══ Data shown

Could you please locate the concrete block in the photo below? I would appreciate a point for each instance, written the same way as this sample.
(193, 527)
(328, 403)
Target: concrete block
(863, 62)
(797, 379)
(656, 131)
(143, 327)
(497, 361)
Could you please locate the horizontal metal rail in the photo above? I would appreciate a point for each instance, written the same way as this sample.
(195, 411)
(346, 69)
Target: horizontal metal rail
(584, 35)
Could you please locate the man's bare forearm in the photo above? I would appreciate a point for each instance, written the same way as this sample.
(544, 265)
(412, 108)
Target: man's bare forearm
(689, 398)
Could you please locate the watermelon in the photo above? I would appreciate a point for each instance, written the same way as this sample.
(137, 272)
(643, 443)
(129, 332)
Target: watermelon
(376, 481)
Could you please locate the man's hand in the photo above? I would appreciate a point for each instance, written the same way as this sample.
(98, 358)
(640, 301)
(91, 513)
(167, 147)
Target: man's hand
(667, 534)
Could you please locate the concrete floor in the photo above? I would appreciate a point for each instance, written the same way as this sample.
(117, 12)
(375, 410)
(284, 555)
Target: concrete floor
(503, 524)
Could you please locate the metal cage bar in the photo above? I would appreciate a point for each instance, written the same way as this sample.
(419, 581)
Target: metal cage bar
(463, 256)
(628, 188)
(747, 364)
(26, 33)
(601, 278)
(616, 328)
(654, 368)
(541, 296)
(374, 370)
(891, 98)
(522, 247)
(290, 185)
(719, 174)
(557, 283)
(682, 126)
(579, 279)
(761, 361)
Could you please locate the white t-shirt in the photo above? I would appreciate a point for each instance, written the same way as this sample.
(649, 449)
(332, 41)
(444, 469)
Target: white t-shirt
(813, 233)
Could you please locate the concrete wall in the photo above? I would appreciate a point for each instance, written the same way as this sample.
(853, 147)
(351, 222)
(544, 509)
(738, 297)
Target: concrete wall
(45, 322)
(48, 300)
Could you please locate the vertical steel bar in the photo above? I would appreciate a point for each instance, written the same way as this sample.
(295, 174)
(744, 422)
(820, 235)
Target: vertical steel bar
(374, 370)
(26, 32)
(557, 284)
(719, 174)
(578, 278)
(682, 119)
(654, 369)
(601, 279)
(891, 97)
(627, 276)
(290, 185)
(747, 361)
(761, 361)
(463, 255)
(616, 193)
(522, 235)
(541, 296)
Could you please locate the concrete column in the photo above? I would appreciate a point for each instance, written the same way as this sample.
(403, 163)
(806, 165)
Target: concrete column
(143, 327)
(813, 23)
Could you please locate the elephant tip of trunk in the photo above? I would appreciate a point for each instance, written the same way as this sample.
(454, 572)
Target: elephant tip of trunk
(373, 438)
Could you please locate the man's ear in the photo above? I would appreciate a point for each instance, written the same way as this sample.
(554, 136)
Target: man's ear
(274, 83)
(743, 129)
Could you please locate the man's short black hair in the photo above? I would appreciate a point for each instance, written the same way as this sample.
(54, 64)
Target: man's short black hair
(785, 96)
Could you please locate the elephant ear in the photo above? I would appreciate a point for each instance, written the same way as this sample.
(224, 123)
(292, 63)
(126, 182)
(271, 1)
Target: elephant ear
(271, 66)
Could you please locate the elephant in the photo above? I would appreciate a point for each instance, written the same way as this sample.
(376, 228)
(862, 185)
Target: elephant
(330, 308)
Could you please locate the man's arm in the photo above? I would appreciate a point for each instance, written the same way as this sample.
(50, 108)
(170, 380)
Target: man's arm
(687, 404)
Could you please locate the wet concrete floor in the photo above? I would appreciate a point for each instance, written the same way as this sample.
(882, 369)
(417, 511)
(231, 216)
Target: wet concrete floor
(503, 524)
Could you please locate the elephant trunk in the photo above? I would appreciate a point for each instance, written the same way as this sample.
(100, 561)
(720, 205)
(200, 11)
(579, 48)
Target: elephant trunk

════

Quote all of the entries verbatim.

Could you please locate the concrete block in the photo below? I would appreciate a point for each instance, written the same way as this sample.
(193, 527)
(328, 403)
Target: concrete block
(863, 62)
(797, 379)
(656, 131)
(143, 327)
(497, 361)
Could you please locate the horizontal metal rail in the photo above? I would appreciate a point for each instance, written the same way as this sample.
(195, 411)
(346, 69)
Target: horizontal metal rail
(584, 35)
Could you please locate the man's bare forearm in the photo above? I would appreciate a point for each instance, written the same way as this sample.
(544, 265)
(412, 108)
Target: man's bare forearm
(689, 398)
Could you please locate the watermelon in the photo above? I would appreciate a point for each instance, written the same way as this sample.
(137, 272)
(643, 443)
(129, 332)
Target: watermelon
(376, 481)
Could you please locate the man's hand in the photo above? I would appreciate a point for each instance, written the same way as this sample.
(98, 358)
(640, 301)
(91, 513)
(167, 147)
Target: man's hand
(667, 534)
Could you please locate the concrete floor in the photo above? I would appreciate a point for each instance, written the same way as this sample.
(117, 12)
(375, 410)
(284, 555)
Target: concrete floor
(503, 524)
Could you please locate the metal cage bar in the photo above? I would appreciate a point for each instance, written the same way as this sample.
(419, 581)
Target: metal cage bar
(463, 256)
(628, 188)
(747, 364)
(26, 33)
(601, 278)
(616, 328)
(654, 368)
(541, 296)
(374, 370)
(891, 98)
(522, 247)
(290, 185)
(719, 174)
(557, 283)
(682, 126)
(579, 279)
(761, 361)
Could you please locate the white t-shirt in the photo above? I would appreciate a point for each instance, written the same way as this sample.
(649, 449)
(332, 41)
(444, 469)
Target: white t-shirt
(813, 233)
Could you please locate the concrete wall in the photo above? I would appreciate a point for each instance, written the same way as this sample.
(853, 147)
(351, 222)
(544, 509)
(738, 297)
Target: concrete wall
(45, 322)
(48, 300)
Could you please locate the vertical steel bar in the photo above? I would appreciate a point for each instance, written the same way as this sample.
(295, 174)
(744, 422)
(820, 235)
Target: vertical steel bar
(374, 370)
(26, 32)
(557, 284)
(719, 174)
(578, 278)
(682, 119)
(654, 369)
(601, 279)
(891, 97)
(627, 276)
(290, 185)
(747, 361)
(761, 361)
(463, 255)
(616, 193)
(522, 235)
(541, 296)
Could you please locate the concrete column in the photo above? I would appreciate a point for each instance, written the same way as this sample.
(403, 163)
(806, 165)
Target: concrete column
(143, 327)
(813, 23)
Could you please locate the elephant tip of trunk in the photo above? I would appreciate a point for each instance, written the same way as this sample.
(454, 572)
Target: elephant tip of trunk
(373, 438)
Could you please locate the man's ear in the photo above? I would appreciate a point for each instance, written the same way as this sample.
(554, 136)
Target: man's ear
(274, 83)
(743, 129)
Could you please locate the man's short black hair in the photo above? I would appreciate a point for each instance, written the same way as this sample.
(54, 64)
Target: man's short black hair
(785, 96)
Could you please locate the elephant ear in the photo above? I would appreciate a point for each instance, written the same way as this sample.
(224, 123)
(292, 63)
(126, 182)
(271, 1)
Target: elephant ear
(271, 66)
Could you please locate the elephant in the photo above? I would appreciate a point for each instance, written the same way as this sample.
(376, 228)
(862, 185)
Target: elephant
(330, 308)
Could you please locate the man's arm in the photo above? I would appreciate a point for each instance, written the same way as this sample.
(50, 108)
(170, 380)
Target: man's arm
(687, 404)
Could you please locate the wet concrete floor in the photo above? I would appreciate a point for each instance, written the same way as this sample.
(882, 369)
(417, 511)
(231, 216)
Target: wet concrete floor
(503, 524)
Could you please locate the elephant trunk in the photo above? I would appreciate a point for each instance, written the same way as this sample.
(100, 561)
(720, 205)
(200, 11)
(579, 48)
Target: elephant trunk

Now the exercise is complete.